## What you have to do
Should a line in the entries below contain "scooter", return that line.

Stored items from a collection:
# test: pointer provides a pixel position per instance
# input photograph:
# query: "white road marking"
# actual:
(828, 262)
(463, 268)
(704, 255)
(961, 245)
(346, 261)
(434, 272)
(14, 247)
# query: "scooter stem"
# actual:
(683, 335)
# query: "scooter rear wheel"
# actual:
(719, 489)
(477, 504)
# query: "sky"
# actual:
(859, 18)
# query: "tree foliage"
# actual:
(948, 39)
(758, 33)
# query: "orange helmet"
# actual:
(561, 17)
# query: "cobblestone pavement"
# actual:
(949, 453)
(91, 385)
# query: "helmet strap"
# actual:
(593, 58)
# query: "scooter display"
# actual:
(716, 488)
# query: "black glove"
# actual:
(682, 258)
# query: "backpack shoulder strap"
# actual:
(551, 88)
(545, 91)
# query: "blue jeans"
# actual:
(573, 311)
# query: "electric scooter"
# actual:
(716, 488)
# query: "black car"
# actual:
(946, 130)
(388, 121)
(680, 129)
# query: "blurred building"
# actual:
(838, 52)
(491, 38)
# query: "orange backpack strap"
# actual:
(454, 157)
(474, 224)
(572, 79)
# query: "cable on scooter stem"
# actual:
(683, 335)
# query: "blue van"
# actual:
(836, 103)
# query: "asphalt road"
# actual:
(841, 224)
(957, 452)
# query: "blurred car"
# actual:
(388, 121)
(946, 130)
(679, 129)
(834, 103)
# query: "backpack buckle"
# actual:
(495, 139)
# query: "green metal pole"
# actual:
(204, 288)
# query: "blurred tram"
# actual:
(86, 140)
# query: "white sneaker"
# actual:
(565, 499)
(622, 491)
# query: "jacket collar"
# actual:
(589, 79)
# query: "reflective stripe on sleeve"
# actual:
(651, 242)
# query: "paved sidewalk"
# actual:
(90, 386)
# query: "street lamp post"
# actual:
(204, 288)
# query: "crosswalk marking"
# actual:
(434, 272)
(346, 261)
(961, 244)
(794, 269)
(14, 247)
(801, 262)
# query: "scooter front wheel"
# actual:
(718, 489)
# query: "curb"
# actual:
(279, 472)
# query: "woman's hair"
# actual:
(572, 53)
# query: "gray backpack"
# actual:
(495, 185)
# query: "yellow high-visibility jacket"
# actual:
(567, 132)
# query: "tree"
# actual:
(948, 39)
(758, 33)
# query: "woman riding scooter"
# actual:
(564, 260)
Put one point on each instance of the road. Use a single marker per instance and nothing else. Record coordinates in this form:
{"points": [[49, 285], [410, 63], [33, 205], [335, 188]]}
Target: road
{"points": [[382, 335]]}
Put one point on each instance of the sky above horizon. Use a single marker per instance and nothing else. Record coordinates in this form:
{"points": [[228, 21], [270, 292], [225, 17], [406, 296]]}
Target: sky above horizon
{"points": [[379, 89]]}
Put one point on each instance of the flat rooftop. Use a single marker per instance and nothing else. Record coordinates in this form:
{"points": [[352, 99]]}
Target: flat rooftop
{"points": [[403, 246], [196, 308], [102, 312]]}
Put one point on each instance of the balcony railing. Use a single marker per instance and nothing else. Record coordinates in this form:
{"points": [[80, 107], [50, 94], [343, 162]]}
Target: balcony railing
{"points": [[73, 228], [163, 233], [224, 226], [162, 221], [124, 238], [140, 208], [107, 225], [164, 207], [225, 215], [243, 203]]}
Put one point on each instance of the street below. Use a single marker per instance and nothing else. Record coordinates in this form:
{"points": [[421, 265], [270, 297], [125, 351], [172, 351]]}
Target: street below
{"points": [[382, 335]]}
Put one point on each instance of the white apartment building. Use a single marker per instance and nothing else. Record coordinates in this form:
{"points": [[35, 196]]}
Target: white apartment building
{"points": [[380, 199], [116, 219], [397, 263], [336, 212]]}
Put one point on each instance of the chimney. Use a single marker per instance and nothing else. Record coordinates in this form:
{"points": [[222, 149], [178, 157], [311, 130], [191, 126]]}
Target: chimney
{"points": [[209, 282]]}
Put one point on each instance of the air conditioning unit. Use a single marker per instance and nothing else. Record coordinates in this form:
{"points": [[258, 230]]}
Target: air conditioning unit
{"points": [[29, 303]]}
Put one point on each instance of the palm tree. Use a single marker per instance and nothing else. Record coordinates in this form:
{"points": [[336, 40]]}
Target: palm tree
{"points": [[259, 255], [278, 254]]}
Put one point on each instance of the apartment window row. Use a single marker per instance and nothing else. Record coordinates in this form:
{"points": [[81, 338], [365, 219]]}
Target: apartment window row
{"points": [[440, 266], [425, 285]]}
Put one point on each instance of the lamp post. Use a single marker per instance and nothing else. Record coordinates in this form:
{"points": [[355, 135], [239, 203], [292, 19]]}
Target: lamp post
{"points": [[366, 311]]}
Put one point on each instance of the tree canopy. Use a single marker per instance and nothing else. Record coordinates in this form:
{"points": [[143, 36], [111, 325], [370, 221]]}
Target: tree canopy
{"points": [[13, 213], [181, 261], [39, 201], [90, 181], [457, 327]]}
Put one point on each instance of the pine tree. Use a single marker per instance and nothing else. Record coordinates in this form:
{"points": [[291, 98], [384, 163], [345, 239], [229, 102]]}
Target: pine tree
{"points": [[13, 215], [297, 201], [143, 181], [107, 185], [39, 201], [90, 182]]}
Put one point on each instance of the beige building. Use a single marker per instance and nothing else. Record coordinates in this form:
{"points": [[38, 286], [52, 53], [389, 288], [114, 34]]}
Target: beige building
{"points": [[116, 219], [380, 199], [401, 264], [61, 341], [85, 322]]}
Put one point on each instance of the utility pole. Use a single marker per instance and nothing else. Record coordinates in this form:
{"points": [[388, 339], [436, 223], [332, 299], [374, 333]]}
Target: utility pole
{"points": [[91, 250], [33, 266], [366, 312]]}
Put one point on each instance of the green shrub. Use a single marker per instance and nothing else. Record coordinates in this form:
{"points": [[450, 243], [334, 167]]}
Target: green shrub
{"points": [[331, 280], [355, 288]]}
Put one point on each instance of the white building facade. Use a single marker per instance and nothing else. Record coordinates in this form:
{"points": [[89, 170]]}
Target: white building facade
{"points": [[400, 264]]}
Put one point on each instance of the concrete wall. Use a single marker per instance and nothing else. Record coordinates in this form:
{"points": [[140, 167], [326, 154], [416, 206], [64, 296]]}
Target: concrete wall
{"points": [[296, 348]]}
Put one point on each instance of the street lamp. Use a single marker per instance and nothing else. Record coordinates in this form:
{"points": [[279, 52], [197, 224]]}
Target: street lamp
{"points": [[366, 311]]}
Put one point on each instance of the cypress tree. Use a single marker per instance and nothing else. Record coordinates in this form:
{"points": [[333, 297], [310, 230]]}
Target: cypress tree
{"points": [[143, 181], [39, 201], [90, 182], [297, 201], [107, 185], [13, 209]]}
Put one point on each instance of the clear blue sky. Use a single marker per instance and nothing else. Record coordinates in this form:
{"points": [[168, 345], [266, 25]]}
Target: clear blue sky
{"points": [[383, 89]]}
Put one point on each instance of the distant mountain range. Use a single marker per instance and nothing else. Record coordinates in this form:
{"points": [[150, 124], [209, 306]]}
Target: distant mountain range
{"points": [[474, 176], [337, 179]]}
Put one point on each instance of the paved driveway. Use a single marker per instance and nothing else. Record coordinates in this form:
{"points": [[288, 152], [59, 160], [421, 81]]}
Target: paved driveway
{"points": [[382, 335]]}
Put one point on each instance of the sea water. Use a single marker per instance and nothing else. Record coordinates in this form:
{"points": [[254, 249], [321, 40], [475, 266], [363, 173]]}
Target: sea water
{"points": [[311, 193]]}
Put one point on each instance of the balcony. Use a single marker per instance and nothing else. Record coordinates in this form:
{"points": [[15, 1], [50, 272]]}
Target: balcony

## Written answer
# query: "scooter stem"
# query: "scooter rear wheel"
# query: "scooter display"
# query: "electric scooter"
# query: "cable on scooter stem"
# query: "scooter front wheel"
# query: "woman riding scooter"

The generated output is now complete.